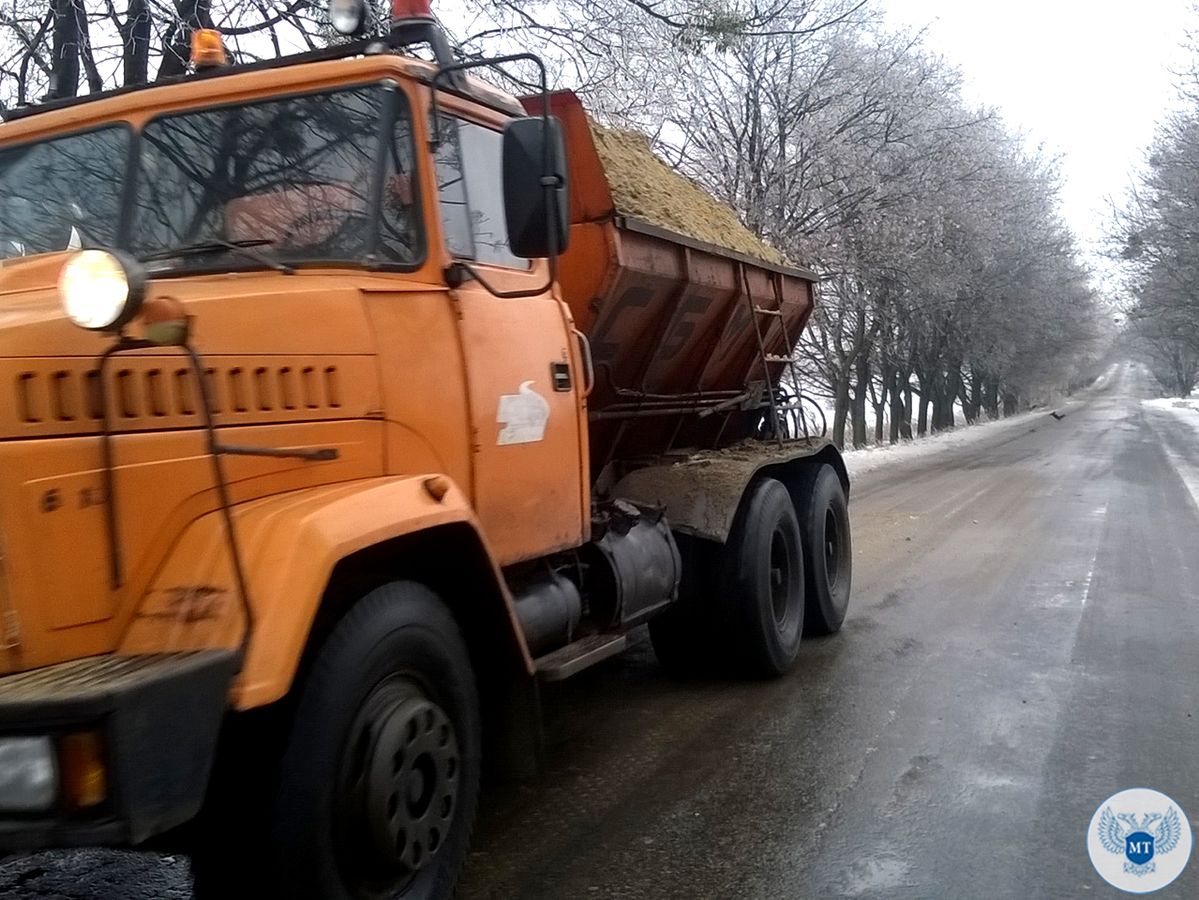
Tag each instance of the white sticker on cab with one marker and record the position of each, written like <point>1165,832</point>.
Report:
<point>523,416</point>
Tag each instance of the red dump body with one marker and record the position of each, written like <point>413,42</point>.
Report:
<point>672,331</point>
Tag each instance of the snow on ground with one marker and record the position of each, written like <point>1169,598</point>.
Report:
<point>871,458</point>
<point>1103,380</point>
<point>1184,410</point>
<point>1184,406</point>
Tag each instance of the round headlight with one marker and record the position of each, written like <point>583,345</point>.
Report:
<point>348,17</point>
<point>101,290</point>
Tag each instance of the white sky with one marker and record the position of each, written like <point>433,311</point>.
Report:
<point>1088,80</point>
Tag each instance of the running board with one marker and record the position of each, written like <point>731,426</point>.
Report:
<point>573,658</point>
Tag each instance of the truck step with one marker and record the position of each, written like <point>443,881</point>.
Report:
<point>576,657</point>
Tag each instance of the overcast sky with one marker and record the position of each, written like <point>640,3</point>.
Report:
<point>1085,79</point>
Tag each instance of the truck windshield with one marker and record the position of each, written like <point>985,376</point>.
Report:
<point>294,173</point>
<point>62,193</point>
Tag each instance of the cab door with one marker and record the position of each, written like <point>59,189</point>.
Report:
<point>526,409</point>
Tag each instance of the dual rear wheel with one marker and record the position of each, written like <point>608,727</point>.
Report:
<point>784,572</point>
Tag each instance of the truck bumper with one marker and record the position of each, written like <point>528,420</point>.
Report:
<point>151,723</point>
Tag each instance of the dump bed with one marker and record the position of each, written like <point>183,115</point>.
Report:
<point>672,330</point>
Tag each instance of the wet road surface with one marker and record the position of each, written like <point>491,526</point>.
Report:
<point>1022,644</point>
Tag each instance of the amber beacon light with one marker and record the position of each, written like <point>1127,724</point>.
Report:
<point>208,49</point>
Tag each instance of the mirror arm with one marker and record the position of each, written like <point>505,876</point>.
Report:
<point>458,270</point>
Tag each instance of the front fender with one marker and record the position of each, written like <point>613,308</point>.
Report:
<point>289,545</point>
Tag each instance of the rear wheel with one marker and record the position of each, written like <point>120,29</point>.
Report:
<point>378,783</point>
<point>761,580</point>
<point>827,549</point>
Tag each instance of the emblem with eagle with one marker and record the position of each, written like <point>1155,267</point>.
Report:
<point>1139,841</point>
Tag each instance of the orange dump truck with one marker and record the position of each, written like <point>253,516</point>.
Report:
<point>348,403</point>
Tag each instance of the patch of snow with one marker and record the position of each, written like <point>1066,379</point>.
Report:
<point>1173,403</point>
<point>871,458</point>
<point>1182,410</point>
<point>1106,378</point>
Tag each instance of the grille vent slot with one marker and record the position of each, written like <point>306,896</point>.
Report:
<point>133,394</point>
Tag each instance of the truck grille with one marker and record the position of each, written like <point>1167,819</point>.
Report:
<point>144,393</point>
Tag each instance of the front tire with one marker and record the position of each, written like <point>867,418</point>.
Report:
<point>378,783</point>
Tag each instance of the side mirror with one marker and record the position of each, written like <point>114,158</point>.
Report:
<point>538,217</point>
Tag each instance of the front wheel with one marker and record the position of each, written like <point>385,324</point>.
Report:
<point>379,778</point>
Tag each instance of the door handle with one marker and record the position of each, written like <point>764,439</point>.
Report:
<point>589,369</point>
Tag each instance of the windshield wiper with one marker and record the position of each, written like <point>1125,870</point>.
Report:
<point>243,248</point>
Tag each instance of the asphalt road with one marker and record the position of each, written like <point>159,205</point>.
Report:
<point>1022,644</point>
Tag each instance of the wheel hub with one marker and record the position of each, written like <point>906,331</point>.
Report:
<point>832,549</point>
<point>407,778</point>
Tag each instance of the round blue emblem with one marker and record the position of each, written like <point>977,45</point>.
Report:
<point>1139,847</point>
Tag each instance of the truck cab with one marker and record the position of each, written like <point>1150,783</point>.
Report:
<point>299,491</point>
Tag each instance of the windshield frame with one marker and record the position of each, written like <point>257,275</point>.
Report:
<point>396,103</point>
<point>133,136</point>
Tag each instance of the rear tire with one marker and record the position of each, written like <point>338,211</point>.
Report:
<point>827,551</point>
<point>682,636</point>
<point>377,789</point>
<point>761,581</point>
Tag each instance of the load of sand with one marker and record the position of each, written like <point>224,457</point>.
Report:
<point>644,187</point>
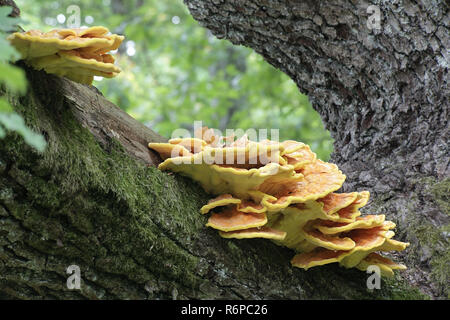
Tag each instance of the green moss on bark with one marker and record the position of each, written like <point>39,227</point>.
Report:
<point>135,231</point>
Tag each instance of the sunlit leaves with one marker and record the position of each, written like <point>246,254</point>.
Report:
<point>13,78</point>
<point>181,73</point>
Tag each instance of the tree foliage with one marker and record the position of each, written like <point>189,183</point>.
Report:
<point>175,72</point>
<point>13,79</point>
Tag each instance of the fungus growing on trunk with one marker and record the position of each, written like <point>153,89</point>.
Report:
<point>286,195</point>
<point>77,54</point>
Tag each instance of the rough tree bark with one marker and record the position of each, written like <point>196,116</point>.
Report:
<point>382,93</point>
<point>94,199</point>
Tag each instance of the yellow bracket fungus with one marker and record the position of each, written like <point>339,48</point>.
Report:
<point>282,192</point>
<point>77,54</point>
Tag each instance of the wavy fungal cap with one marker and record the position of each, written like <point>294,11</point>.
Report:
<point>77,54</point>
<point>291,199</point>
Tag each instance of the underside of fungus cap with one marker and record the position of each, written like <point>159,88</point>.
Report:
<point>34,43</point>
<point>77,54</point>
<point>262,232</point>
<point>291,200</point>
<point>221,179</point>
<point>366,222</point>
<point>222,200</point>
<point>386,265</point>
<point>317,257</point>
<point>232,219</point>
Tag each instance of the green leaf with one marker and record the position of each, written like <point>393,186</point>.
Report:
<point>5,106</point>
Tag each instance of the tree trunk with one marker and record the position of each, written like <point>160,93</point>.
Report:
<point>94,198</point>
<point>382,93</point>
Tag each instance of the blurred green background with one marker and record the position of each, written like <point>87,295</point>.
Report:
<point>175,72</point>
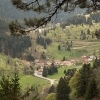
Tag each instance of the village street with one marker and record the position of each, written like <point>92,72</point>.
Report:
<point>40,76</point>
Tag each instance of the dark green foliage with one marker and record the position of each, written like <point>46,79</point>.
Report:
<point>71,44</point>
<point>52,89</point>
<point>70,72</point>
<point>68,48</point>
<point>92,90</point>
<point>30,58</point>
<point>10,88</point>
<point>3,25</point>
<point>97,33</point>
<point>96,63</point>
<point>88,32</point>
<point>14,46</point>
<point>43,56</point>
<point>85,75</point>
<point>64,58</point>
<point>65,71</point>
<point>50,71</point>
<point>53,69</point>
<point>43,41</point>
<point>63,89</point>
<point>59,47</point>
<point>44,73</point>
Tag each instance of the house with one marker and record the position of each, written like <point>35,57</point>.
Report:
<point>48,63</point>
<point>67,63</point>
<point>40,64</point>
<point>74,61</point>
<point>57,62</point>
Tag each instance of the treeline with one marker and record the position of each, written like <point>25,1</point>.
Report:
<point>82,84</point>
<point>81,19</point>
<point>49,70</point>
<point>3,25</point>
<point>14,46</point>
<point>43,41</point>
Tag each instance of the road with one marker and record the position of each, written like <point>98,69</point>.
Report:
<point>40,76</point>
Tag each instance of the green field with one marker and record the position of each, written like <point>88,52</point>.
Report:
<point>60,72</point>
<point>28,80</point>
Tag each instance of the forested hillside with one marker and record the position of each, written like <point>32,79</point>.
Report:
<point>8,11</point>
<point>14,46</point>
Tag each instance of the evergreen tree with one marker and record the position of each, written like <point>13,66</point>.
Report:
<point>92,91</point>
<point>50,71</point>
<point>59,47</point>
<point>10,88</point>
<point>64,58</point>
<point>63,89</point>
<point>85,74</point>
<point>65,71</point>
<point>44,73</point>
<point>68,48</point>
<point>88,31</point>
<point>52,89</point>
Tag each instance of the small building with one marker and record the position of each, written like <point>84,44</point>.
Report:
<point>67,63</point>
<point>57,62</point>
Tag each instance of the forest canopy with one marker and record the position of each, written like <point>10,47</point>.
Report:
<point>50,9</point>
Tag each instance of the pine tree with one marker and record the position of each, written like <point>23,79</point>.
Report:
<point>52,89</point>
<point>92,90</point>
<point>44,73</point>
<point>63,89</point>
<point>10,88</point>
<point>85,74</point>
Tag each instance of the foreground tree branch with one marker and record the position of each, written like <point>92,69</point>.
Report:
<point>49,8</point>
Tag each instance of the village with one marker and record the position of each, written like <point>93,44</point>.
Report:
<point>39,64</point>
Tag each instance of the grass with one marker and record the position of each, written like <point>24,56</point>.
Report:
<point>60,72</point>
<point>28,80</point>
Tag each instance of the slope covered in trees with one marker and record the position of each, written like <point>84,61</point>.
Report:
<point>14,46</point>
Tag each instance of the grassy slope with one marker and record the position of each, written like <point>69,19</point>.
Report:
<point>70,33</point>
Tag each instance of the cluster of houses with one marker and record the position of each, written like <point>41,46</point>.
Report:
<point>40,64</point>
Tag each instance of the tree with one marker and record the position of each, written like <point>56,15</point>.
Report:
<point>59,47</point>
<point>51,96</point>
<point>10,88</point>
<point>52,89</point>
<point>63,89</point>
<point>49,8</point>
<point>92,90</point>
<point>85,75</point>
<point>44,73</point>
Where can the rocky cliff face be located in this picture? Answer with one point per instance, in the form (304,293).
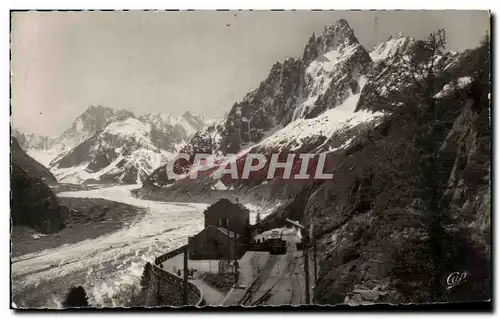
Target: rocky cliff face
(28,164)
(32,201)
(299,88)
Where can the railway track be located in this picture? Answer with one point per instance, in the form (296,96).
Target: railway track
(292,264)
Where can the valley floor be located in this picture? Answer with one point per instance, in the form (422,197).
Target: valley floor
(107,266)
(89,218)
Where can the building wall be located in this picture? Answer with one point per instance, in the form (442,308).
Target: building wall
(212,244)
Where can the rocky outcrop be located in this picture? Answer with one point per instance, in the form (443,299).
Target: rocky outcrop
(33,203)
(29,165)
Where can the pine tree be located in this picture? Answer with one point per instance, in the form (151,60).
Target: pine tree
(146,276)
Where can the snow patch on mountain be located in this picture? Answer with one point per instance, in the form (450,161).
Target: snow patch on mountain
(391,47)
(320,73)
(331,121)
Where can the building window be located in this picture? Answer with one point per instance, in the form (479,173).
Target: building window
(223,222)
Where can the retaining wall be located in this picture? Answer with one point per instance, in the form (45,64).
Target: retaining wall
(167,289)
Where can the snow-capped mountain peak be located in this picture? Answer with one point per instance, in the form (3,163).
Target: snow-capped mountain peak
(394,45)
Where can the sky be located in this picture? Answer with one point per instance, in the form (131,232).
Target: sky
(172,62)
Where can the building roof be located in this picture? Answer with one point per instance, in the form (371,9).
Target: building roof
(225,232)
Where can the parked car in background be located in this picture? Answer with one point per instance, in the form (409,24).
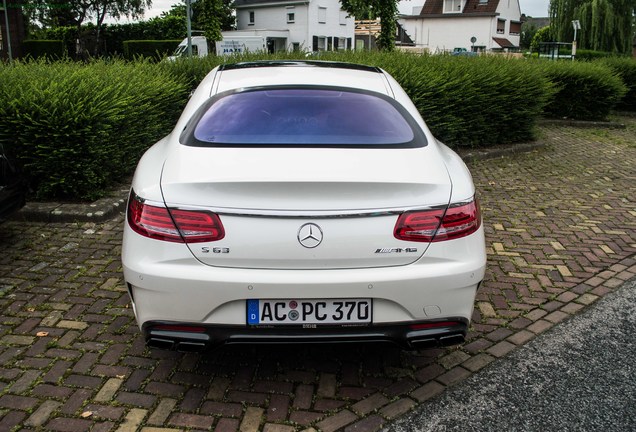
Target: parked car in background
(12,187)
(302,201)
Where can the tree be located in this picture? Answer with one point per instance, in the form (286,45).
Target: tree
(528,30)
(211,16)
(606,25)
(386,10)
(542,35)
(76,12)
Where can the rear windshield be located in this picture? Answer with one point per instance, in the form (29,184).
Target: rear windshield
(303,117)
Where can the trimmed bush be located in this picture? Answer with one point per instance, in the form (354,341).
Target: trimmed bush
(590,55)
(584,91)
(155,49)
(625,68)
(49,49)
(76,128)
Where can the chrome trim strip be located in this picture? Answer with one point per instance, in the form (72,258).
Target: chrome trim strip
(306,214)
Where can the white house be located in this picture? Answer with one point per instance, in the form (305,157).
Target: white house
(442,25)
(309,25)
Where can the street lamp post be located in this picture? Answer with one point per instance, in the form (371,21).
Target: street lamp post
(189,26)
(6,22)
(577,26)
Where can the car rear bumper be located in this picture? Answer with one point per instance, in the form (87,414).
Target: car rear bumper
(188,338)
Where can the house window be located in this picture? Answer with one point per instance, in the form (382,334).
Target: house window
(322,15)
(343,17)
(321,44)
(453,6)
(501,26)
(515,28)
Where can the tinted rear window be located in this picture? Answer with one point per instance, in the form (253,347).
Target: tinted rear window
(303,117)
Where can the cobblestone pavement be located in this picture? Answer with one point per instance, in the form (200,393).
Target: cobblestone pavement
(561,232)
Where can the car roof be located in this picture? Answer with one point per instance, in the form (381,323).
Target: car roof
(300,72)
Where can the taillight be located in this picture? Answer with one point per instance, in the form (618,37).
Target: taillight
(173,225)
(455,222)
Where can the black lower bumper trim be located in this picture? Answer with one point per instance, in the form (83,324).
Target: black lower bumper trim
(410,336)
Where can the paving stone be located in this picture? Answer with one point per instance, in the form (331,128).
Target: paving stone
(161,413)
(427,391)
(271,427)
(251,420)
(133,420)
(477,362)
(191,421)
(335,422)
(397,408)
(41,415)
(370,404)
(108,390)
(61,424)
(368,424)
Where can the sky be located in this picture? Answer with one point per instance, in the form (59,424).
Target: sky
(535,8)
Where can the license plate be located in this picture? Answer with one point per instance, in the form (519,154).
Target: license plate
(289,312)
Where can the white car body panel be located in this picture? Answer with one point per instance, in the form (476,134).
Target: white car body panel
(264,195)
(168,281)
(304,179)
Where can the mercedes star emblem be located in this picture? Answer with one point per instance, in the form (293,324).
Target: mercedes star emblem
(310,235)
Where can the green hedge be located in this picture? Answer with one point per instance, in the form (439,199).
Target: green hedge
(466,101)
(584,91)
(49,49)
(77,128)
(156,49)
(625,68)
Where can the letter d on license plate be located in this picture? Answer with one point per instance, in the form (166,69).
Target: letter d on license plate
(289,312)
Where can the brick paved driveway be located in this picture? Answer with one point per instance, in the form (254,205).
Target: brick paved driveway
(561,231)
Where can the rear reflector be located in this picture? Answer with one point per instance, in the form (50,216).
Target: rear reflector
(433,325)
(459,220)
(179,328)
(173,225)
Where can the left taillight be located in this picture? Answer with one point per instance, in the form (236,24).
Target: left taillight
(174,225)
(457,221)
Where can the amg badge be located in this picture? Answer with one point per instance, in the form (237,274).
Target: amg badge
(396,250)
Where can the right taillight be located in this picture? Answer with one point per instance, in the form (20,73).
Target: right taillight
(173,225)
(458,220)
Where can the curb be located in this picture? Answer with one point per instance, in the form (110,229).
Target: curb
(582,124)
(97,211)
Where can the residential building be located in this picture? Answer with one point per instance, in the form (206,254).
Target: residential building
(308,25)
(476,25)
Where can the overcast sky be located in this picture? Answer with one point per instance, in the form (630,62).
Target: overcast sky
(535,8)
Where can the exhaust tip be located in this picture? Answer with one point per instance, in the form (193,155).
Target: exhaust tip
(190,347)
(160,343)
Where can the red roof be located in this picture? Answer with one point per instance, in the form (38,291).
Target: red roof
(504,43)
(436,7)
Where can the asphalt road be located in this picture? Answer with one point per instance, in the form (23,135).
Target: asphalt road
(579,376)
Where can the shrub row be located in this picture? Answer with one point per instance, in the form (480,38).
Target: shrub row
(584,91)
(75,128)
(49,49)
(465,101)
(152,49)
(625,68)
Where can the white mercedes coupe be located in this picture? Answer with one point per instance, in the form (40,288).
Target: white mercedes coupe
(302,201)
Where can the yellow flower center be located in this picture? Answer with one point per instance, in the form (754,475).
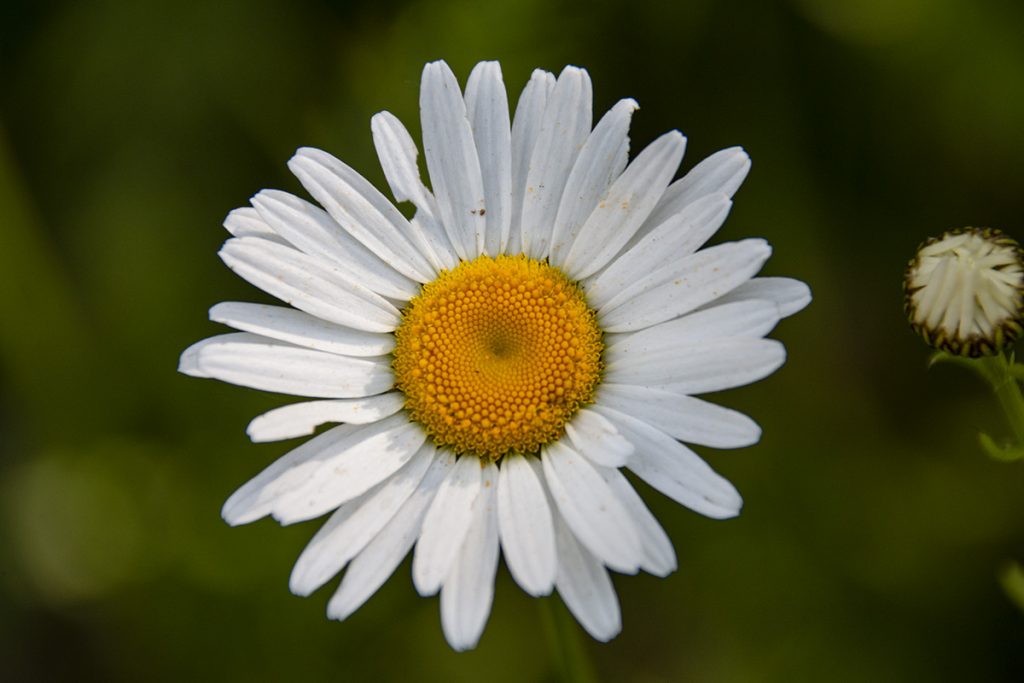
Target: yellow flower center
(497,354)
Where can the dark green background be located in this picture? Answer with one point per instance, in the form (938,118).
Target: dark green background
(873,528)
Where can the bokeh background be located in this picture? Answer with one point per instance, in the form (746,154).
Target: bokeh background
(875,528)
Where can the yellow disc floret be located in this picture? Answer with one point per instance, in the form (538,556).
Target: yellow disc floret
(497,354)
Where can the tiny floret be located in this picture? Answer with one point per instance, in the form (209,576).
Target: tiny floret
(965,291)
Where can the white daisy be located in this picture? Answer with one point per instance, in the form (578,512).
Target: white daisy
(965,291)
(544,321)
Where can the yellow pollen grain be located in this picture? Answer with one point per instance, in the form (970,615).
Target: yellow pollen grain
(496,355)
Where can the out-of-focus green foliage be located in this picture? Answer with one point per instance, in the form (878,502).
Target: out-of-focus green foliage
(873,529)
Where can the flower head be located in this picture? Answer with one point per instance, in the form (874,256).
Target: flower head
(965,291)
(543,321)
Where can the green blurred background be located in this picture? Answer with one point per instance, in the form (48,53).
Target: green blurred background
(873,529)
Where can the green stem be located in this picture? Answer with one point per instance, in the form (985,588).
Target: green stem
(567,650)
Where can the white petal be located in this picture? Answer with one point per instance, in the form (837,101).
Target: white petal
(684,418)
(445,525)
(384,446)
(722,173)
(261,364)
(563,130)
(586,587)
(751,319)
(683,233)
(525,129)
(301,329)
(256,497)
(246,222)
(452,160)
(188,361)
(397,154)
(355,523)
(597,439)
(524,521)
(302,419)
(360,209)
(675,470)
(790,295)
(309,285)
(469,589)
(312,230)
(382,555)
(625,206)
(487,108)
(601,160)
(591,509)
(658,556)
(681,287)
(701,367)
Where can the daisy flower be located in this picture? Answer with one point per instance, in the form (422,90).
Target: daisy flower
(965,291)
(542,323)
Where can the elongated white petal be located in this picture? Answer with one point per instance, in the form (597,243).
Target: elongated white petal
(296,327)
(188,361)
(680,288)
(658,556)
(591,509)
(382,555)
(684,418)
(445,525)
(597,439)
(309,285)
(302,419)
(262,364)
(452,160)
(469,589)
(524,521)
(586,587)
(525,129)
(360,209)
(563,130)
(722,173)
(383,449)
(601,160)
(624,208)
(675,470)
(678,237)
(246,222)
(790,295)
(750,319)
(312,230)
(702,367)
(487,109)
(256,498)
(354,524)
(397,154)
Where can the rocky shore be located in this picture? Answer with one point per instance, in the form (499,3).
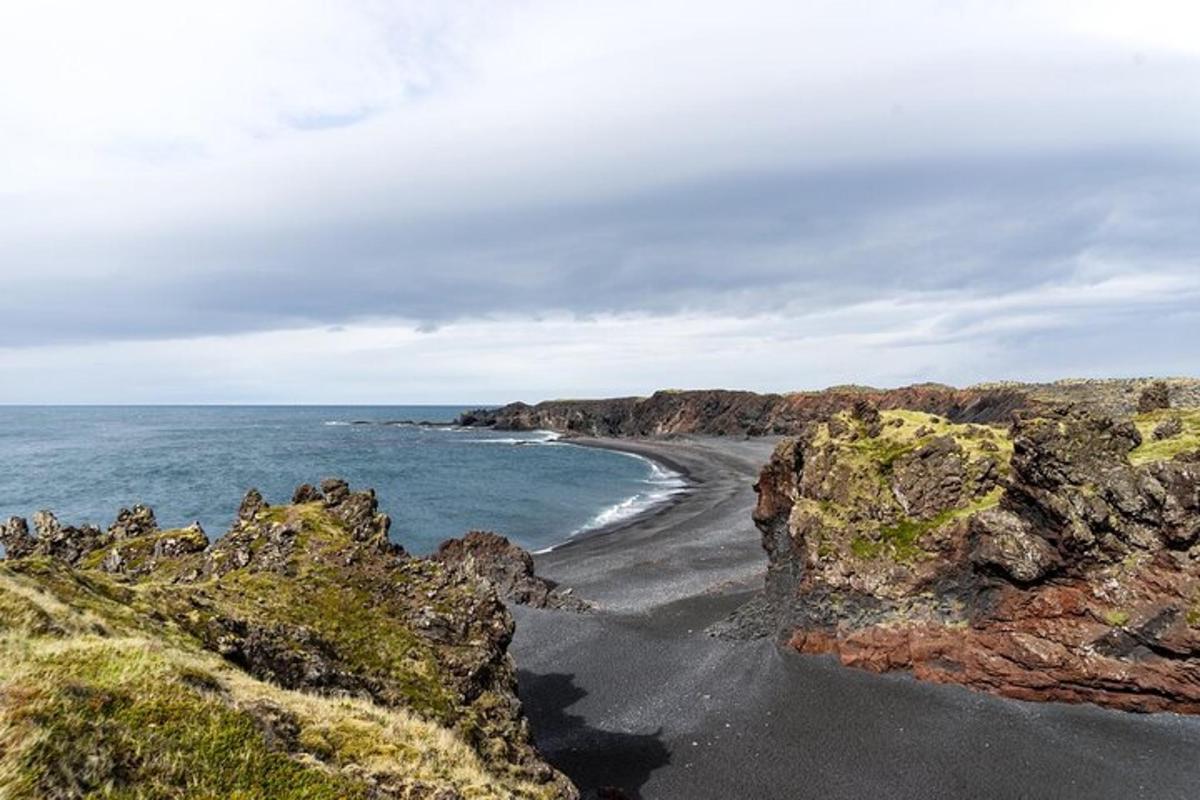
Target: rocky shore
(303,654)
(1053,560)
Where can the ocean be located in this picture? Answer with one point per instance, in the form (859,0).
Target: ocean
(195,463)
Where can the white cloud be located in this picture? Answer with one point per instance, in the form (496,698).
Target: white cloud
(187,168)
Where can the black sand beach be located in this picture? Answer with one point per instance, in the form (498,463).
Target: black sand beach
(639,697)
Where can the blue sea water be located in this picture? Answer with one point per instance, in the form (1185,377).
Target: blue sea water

◆ WORK INSTRUCTIONS
Looking at the data above, write out exactly the lines that start at the one containing "Tag each instance of the windshield frame" and end at the one containing "Tag each instance of the rear tire"; include both and nothing beyond.

◆ RESULT
Tag each instance of the windshield frame with one marker and record the position of each, written like <point>257,275</point>.
Report:
<point>396,103</point>
<point>133,136</point>
Tag each instance of the rear tire with one marker and record the position of each, written like <point>338,211</point>.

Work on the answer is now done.